• [The exercise]: Can you recast the records, from the line containing "# test: for every instance of the cat's leg, mark" through the end, as a Markdown table with a Row column numbering each line and a Line column holding it, leaving out blank lines?

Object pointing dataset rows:
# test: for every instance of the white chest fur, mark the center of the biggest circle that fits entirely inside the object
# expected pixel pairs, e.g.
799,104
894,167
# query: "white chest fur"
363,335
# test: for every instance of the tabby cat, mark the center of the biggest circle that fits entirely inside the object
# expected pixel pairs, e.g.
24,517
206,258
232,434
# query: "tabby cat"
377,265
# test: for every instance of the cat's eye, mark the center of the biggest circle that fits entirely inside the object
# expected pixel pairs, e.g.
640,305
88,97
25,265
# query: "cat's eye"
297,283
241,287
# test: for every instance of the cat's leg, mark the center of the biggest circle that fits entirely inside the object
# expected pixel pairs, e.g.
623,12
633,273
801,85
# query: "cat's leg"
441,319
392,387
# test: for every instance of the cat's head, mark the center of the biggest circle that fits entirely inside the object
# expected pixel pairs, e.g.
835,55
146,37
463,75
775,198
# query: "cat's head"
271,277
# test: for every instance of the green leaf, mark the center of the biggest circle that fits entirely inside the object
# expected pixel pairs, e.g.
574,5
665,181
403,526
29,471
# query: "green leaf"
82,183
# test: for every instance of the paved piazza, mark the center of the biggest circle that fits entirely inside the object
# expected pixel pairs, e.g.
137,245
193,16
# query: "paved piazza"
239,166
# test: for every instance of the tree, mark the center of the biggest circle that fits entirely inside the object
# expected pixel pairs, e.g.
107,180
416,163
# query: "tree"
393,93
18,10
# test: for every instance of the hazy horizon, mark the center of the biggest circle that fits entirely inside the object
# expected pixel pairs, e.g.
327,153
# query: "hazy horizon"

• [Exercise answer]:
| Row | Line |
|---|---|
| 1 | # test: for every instance of the cat's leg, mark the center of the biggest circle that fits entirely inside the object |
| 2 | # expected pixel pairs, e.g. |
| 3 | 623,12 |
| 4 | 633,273 |
| 5 | 801,85 |
| 6 | # query: "cat's leg" |
| 7 | 441,319 |
| 8 | 392,387 |
| 9 | # test: for every instance of the cat's head, mark the center of the biggest circle that fits entirely inside the object |
| 10 | # expected pixel pairs, e.g. |
| 11 | 835,55 |
| 12 | 146,37 |
| 13 | 463,75 |
| 14 | 775,198 |
| 15 | # query: "cat's head" |
| 16 | 271,277 |
| 17 | # test: for every instance of the green leaf, mark the center of the biggest circle that fits entirely inside the object |
| 18 | # expected pixel pairs, e.g. |
| 19 | 574,5 |
| 20 | 665,181 |
| 21 | 403,526 |
| 22 | 29,471 |
| 23 | # query: "green leaf" |
| 24 | 82,183 |
| 25 | # test: for every instance of the paved piazza, mark the center of the biggest circle that fits entirely inside the object |
| 26 | # expected pixel pairs, e.g. |
| 27 | 137,245 |
| 28 | 193,16 |
| 29 | # query: "paved piazza" |
| 30 | 239,166 |
| 31 | # test: for every instance of the tree, mark the center of the biggest circle that fits entirely inside the object |
| 32 | # expected pixel pairs, e.g. |
| 33 | 107,180 |
| 34 | 416,163 |
| 35 | # query: "tree" |
| 36 | 393,93 |
| 37 | 18,10 |
| 38 | # test: for every instance of the hazy horizon, mark the center of the biggest circle that fits entirely inside the object |
| 39 | # expected pixel pairs, e.g. |
| 40 | 327,153 |
| 41 | # query: "hazy horizon" |